» **The problem**: A faithful copy of all the data is the goal; omit the pictures.

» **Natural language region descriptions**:
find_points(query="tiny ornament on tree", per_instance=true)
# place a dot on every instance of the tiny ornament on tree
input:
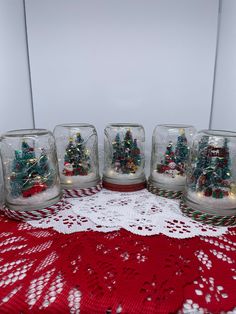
(31, 171)
(170, 154)
(211, 181)
(77, 151)
(124, 157)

» **Solution for this task**:
find_points(query="tiny ornament on tree", per_instance=true)
# place a dot on every instance of the tiny ornament on tree
input:
(31, 171)
(170, 154)
(211, 181)
(77, 151)
(124, 157)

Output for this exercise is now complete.